What this task involves |
Copy every line of the following data that includes the string "bracelet".

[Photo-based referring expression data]
════════

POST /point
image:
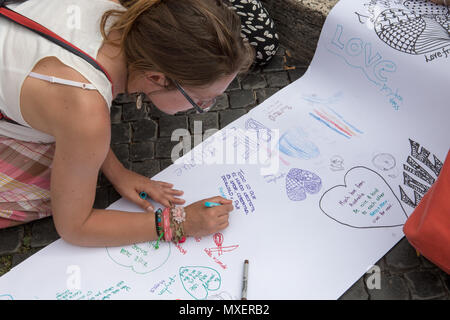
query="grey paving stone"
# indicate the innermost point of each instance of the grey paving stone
(392, 287)
(165, 163)
(234, 85)
(402, 256)
(277, 79)
(170, 123)
(130, 112)
(222, 103)
(154, 112)
(356, 292)
(120, 133)
(425, 285)
(276, 64)
(11, 240)
(142, 151)
(116, 113)
(144, 130)
(263, 94)
(241, 99)
(164, 147)
(113, 195)
(296, 73)
(20, 257)
(229, 116)
(43, 232)
(121, 151)
(254, 81)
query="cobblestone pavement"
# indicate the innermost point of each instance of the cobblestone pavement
(141, 141)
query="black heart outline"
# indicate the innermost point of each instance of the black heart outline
(345, 185)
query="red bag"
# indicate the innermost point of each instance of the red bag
(428, 227)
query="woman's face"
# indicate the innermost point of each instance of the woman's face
(171, 101)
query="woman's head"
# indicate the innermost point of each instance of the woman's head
(196, 43)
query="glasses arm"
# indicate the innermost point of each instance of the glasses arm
(196, 107)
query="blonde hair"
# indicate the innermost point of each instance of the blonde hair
(194, 42)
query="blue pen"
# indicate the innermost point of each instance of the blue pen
(143, 195)
(212, 204)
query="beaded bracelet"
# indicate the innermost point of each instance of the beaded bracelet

════════

Exercise output |
query="beaded bracelet"
# indicate the innermost point of each instance of the beaded bracelet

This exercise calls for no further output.